--- Exercise set ---
(1) Decide whether each statement below agrees with the forum thread on asynchronous asset loading, and give yes or no for each with the deciding words of the thread quoted exactly. (a) When the manager does not yet have a requested mesh, a default pre-loaded mesh is used. (b) Referencing assets by pointer instead of by name would remove the need for a mutex. (c) The poster considers locking a mutex on every Get() call a good idea.
(2) Filter the entries to every line that contains the string "black", and copy each of those lines.

Asynchronous Asset Loading (data streaming)

Started by
16 comments, last by mokaschitta 13 years, 5 months ago
Say I have two threads in my game, the main thread and an asset loader thread. For now, my system consists of the following:

1. a manager class that allows you to Get() assets by name
2. an actor class that references assets like textures and meshes by name
3. when an actor needs to render a mesh, it calls Get() on the manager. The manager checks within a <string,asset pointer> map to see if it has the asset. If it returns non-null, it uses this mesh. Else, it uses a default pre-loaded mesh and the manager kicks off an asset loading task on the loader thread.
4. same as #3 for textures when a mesh needs them.
5. When an asset loading task is done, the manager adds the asset to its <string,asset pointer> map. This means that the map has a mutex or critical section that is locked whenever the user calls Get() and also whenever the loader thread is done.

I think locking a mutex every time Get() is called is not a good idea. I'm trying to think of alternate ways to solve this. Can anybody help?

One thing I can think of is to reference assets by pointer instead of by name. If an actor has a non-null pointer, it uses it. And the loader thread, when done, sets the pointer. This still requires a mutex though, for the actor's asset pointer.

One other thing is to keep some sort of state on the actor that indicates whether or not it has the asset. If it's loading, then it'll keep calling Get() on the manager. When it gets a valid pointer, it'll cache it, and stop calling Get(). The pointer would have to be a shared_ptr or weak_ptr because multiple actors could use the same assets.

Can someone please give me pointers on how to implement a good asynchronous loader? Also, would the implementation change if I had another thread that processes the loaded data (decompress/create object(s) from data)?

Thanks in advance.
Advertisement
Quote:Original post by gsamour
I think locking a mutex every time Get() is called is not a good idea. I'm trying to think of alternate ways to solve this. Can anybody help?

--- Excerpted records ---

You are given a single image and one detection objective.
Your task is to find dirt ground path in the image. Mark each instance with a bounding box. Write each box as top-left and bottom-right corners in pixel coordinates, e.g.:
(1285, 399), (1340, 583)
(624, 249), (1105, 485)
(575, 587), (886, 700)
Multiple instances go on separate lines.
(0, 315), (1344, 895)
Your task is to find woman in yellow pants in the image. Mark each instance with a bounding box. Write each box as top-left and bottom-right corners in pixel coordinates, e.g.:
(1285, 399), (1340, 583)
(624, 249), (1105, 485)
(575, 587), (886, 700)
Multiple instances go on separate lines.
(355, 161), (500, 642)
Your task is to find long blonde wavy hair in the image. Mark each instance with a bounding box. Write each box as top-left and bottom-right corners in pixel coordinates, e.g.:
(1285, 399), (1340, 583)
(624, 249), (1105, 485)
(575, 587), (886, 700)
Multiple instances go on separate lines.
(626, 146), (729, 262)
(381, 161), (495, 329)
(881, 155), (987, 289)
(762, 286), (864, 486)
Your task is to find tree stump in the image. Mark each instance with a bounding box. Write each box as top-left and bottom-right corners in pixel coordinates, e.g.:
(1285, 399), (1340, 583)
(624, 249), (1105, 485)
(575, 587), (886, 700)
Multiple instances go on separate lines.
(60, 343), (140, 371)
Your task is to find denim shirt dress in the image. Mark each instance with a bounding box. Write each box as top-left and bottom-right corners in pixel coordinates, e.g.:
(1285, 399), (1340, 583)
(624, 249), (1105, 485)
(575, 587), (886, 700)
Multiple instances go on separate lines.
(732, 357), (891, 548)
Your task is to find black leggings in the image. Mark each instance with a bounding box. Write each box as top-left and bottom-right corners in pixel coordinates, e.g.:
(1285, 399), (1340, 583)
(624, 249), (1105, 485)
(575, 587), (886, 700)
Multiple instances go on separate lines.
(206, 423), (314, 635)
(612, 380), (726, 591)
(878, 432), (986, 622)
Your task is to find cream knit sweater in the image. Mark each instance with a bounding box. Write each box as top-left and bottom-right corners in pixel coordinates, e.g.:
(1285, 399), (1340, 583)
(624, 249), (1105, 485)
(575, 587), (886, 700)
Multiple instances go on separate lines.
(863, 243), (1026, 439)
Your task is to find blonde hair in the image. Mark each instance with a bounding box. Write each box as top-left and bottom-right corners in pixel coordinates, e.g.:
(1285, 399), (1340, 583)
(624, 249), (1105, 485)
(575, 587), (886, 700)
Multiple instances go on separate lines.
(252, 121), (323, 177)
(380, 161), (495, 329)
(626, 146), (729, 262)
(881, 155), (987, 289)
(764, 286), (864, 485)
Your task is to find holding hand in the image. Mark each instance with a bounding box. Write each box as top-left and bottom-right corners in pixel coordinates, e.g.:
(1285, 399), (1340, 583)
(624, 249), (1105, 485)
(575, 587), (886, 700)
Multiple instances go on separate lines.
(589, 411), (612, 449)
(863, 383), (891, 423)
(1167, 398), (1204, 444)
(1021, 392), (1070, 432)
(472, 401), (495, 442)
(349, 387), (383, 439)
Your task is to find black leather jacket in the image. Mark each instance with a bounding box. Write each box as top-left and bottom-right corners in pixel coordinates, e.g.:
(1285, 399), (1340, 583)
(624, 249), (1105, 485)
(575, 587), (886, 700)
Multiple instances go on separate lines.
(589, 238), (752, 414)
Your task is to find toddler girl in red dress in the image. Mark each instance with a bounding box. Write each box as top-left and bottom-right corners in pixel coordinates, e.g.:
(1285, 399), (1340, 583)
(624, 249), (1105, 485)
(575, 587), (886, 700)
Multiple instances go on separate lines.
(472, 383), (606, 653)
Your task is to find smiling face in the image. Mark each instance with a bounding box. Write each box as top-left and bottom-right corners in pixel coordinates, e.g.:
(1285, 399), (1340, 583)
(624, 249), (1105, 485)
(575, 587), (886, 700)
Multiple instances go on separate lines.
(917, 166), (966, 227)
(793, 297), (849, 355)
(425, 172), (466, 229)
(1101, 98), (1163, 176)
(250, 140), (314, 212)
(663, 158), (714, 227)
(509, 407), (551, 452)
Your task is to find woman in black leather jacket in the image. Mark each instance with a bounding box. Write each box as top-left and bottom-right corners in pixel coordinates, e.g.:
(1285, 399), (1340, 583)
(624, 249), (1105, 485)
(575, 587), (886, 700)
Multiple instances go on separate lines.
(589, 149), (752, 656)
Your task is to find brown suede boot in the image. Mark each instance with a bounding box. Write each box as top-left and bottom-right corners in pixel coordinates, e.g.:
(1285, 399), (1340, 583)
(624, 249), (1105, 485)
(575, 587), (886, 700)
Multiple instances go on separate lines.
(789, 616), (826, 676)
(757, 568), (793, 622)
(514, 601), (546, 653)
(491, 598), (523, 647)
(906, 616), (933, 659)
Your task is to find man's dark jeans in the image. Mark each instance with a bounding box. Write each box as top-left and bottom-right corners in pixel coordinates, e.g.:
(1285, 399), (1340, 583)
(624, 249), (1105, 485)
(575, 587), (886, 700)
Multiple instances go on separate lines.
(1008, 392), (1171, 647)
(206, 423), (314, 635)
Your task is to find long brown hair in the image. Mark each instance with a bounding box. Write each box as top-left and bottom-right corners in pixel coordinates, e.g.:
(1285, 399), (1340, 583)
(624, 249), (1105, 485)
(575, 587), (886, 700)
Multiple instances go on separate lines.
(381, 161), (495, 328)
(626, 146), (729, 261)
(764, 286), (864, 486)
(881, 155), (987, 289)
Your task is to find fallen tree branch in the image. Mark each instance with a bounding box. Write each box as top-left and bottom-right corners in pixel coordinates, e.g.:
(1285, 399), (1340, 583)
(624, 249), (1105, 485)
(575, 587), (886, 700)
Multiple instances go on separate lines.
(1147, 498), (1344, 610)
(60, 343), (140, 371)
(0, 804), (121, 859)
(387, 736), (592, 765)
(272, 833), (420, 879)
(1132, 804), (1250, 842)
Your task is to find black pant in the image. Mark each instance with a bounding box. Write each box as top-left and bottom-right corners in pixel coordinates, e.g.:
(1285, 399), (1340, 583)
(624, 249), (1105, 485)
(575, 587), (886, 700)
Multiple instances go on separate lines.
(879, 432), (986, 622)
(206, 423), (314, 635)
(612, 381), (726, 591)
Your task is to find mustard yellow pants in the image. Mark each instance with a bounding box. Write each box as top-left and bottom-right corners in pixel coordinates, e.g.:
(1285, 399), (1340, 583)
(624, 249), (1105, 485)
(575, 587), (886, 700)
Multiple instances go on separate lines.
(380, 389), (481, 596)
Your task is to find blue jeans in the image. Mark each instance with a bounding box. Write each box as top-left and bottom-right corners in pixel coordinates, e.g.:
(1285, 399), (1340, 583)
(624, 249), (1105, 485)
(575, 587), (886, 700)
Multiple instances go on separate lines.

--- Task-by-task answers ---
(1)
(a) Yes: "Else, it uses a default pre-loaded mesh and the manager kicks off an asset loading task on the loader thread."
(b) No: "This still requires a mutex though, for the actor's asset pointer."
(c) No: "I think locking a mutex every time Get() is called is not a good idea."

(2)
Your task is to find black leggings in the image. Mark each instance with a bounding box. Write each box as top-left and bottom-right corners in pixel coordinates, e.g.:
Your task is to find black leather jacket in the image. Mark each instance with a bounding box. Write each box as top-left and bottom-right corners in pixel coordinates, e.g.:
Your task is to find woman in black leather jacket in the image. Mark each instance with a bounding box. Write each box as top-left and bottom-right corners in pixel coordinates, e.g.:
Your task is to find black pant in the image. Mark each instance with a bounding box. Write each box as top-left and bottom-right corners in pixel coordinates, e.g.:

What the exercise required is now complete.